**EXERCISE REQUIREMENTS**
Transcribe, word for word and without additions, each line below from the one containing "For every <instance>, write" through the one containing "box: [14, 217, 95, 254]", both ends included.

**RECORDS TO PROCESS**
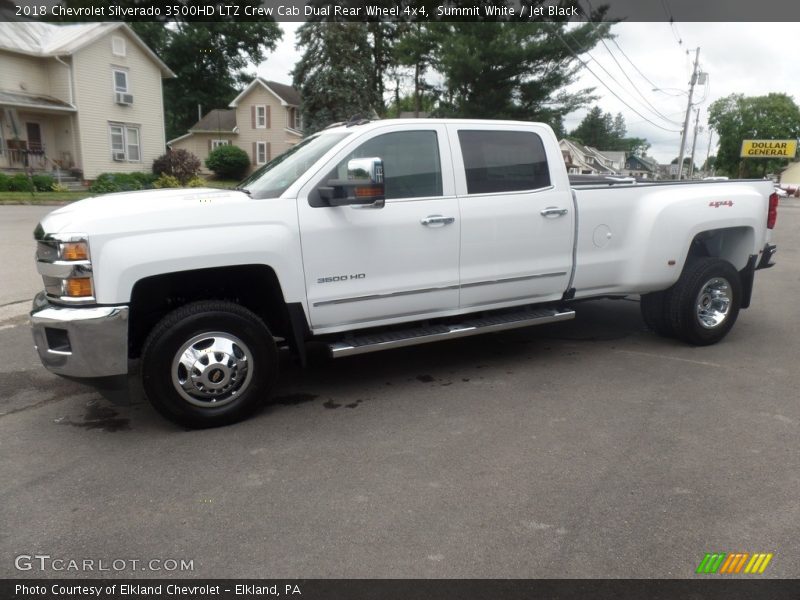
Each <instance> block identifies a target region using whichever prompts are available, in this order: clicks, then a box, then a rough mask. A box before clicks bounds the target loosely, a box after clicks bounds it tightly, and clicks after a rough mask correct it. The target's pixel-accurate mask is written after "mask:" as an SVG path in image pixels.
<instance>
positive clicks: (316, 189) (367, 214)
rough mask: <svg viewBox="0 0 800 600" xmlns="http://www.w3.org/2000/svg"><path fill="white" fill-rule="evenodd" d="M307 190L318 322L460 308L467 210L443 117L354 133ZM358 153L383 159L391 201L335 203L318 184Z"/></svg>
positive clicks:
* * *
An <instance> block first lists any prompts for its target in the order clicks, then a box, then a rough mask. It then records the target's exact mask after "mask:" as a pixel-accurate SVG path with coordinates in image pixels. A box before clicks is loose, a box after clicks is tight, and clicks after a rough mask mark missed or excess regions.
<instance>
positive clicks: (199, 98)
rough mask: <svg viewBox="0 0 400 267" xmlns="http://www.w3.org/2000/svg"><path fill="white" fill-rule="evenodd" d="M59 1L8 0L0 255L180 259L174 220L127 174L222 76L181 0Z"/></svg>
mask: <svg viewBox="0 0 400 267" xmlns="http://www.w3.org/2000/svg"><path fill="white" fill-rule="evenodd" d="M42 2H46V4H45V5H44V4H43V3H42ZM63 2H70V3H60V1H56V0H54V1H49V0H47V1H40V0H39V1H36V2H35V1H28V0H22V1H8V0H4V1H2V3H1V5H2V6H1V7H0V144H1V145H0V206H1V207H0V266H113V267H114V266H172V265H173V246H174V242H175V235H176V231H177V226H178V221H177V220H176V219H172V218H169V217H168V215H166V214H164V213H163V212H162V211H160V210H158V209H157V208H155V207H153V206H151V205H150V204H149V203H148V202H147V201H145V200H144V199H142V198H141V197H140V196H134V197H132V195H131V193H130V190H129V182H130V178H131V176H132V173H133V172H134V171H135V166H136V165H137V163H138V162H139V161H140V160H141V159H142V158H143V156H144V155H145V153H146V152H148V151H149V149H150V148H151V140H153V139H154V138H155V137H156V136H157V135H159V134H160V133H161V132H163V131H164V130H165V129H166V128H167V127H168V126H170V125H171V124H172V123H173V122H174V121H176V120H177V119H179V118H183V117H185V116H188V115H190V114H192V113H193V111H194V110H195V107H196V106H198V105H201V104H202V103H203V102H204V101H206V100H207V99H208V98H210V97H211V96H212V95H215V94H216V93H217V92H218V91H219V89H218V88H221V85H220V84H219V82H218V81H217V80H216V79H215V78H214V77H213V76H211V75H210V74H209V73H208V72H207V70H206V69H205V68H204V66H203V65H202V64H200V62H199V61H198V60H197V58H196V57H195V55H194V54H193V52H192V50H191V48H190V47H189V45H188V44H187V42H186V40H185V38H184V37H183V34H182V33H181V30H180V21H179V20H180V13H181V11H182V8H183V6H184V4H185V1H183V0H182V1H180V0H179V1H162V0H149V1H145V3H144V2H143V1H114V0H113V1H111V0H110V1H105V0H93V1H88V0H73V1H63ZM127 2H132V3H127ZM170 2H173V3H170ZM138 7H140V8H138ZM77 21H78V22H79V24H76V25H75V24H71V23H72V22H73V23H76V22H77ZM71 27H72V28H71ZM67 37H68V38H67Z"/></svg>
==
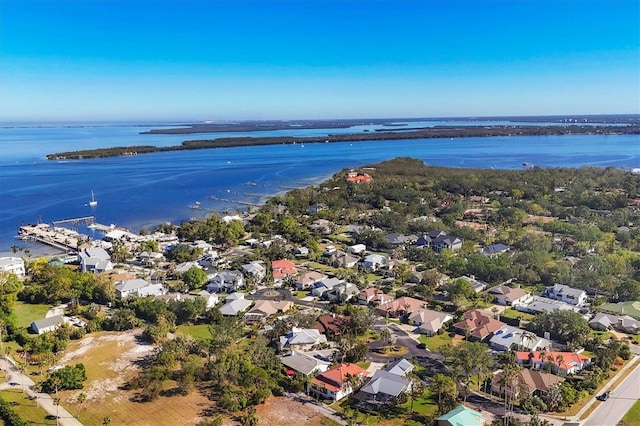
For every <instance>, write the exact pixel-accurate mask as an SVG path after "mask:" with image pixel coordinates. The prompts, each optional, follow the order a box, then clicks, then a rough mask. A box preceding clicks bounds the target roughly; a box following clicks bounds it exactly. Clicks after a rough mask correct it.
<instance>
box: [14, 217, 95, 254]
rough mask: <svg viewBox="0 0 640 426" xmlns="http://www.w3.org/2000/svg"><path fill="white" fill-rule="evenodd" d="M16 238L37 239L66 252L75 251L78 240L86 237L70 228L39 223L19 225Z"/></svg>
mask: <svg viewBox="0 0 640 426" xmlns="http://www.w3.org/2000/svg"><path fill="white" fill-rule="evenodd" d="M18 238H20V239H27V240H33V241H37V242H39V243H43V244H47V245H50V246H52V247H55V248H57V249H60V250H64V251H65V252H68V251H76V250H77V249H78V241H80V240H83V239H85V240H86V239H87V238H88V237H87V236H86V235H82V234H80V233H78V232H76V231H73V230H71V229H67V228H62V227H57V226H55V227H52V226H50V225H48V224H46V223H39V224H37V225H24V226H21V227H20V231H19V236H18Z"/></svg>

**TASK ANSWER**
For every <instance>, write the exact pixel-accurate mask as an SVG path after "mask:" with image pixel coordinates. The prompts, each optional, follow the order a box, then clicks, then a rough mask. A box preceding clicks bounds the target roughly; a box following clicks bounds it exactly. Clicks after a rough mask correct it.
<instance>
box: [14, 217, 95, 254]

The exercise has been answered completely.